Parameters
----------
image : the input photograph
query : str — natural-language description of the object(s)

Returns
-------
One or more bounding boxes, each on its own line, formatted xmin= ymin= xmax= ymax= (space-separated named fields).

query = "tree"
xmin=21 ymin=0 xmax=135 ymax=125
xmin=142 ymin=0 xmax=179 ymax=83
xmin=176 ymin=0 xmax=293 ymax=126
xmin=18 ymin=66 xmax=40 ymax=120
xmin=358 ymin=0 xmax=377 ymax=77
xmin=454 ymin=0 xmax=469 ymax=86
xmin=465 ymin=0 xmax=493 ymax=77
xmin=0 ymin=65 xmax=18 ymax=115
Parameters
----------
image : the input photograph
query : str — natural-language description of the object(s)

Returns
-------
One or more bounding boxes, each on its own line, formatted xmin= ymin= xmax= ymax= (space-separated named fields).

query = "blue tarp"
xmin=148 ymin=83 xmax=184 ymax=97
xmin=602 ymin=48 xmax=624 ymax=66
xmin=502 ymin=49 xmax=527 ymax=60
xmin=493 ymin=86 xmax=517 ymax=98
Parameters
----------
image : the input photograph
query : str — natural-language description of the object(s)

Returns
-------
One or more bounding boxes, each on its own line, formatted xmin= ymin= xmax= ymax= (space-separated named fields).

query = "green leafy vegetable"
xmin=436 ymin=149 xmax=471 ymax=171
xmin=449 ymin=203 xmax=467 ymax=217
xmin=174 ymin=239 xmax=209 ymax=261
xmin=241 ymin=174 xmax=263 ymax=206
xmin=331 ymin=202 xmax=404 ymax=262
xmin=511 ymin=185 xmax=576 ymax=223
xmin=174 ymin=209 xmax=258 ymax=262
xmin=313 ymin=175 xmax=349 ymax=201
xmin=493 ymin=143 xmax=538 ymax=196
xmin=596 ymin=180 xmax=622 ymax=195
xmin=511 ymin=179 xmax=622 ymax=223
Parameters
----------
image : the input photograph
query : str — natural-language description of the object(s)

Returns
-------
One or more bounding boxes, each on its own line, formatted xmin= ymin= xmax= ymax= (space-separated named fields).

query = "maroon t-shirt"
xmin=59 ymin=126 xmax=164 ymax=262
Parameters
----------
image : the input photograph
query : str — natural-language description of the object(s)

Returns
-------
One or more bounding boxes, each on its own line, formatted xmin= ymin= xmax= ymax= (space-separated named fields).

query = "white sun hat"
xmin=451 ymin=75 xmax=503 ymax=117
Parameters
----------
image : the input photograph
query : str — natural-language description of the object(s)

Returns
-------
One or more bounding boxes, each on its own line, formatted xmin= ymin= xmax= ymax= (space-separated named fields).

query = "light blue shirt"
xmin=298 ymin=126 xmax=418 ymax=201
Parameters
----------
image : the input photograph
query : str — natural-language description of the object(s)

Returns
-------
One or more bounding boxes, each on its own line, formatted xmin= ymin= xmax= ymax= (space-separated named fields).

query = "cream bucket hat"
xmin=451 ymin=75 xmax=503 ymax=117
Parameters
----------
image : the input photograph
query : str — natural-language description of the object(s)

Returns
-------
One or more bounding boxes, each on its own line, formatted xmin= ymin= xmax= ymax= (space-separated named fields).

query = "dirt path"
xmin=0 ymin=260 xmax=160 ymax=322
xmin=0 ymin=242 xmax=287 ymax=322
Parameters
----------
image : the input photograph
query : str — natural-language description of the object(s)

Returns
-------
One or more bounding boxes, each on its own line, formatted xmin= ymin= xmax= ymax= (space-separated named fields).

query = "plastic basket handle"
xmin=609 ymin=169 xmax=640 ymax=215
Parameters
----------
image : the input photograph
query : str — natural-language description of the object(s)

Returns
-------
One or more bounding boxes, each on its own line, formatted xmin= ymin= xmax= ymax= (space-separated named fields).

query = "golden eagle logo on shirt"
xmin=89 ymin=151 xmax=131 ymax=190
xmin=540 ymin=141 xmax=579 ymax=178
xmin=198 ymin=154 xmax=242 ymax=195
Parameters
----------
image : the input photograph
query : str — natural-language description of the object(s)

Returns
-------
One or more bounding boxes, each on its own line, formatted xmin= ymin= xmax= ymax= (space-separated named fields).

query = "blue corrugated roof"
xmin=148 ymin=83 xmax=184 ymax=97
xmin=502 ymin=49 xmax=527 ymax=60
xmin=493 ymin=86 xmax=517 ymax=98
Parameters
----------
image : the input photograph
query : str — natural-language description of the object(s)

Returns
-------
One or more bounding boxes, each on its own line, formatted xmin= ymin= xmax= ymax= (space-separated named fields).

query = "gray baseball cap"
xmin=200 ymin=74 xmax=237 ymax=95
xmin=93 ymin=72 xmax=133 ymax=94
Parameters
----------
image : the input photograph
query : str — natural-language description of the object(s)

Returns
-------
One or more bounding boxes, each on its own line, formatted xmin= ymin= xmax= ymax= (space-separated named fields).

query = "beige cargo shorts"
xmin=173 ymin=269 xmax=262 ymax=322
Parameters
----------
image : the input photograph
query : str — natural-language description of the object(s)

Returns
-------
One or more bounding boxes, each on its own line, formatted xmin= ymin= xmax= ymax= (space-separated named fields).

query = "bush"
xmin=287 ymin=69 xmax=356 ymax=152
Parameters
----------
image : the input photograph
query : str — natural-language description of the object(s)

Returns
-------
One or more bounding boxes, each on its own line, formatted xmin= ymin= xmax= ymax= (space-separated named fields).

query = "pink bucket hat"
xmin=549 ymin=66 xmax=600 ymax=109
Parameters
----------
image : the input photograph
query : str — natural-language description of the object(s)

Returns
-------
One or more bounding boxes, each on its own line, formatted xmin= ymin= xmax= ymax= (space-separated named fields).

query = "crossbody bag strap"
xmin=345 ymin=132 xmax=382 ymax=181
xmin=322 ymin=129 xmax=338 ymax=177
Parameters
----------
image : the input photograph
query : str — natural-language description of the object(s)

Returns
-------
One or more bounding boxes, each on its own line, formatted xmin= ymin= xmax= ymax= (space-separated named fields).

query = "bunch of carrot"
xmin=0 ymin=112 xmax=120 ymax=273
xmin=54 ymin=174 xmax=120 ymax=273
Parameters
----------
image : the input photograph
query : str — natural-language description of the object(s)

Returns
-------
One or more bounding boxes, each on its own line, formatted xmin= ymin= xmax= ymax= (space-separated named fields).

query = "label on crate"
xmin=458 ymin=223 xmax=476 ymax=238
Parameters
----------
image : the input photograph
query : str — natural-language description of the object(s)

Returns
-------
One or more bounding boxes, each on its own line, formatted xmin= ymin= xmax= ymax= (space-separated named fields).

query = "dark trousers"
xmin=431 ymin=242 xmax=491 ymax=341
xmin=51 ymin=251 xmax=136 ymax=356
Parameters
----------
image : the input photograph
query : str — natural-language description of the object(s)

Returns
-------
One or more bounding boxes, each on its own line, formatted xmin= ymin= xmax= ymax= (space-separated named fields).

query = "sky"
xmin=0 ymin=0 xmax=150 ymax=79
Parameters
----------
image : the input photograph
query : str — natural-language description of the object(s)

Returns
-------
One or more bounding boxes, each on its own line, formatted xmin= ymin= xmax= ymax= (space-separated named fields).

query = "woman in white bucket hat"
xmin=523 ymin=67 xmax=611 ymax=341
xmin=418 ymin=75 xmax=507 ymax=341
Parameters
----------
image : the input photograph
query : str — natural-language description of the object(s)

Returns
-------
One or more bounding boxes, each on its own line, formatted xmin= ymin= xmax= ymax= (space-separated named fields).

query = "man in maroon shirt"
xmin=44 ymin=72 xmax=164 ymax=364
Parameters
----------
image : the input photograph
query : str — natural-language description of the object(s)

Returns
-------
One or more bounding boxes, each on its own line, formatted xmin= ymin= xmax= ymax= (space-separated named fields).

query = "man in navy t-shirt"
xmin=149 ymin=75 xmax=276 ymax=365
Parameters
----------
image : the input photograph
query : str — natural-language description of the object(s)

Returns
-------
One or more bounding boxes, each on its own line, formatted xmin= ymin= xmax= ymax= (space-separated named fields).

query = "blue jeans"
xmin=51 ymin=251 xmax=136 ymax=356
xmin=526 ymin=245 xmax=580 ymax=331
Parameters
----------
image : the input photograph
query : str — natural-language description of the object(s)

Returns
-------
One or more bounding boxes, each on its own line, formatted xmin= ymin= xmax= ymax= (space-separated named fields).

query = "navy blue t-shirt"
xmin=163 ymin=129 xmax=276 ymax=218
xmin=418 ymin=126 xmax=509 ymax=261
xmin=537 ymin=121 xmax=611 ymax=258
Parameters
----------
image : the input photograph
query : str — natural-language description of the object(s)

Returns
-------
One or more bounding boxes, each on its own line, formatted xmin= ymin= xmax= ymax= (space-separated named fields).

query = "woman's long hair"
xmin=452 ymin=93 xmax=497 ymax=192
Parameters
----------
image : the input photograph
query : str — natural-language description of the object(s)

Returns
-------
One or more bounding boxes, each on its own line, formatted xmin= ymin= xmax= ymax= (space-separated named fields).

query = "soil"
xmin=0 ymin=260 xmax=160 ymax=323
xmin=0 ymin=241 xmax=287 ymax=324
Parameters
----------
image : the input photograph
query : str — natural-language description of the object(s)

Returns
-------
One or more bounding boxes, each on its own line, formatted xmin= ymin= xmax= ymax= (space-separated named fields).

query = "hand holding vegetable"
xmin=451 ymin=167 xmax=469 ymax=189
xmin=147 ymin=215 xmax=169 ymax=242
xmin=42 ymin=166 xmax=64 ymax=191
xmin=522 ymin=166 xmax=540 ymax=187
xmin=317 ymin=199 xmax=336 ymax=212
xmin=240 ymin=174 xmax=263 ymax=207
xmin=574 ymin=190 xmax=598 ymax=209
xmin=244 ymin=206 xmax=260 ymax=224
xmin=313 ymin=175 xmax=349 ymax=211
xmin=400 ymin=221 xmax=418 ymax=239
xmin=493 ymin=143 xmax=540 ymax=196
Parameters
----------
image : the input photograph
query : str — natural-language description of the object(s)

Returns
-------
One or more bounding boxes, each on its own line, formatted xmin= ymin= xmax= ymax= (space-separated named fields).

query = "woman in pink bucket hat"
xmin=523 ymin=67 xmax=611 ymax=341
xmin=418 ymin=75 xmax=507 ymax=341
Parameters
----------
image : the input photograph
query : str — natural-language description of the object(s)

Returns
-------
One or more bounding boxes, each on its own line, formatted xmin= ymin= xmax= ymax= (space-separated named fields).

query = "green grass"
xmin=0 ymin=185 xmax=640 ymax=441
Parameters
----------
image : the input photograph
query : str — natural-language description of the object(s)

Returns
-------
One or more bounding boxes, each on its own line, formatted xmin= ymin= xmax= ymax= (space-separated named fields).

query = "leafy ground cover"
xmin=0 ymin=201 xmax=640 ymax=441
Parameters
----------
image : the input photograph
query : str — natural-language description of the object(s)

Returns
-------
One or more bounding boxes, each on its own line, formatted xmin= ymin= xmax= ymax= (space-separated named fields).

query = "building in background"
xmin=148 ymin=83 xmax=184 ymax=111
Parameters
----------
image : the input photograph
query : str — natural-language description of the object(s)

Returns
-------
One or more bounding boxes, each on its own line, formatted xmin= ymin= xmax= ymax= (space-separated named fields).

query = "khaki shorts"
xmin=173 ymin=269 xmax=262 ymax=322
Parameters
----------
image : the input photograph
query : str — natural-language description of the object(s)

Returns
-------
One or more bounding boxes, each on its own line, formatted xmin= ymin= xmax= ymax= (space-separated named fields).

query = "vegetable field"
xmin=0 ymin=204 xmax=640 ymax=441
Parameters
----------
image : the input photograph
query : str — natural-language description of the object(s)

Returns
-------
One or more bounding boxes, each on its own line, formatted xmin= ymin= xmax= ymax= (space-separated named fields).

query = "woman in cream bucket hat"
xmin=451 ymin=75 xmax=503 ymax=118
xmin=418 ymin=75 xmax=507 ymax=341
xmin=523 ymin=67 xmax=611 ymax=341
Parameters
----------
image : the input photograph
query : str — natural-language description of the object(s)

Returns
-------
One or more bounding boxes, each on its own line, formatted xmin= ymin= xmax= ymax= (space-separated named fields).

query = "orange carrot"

Task description: Report how many lines in the rows above contain the string "shorts", matching case exactly. Give only the number.

Task response: 2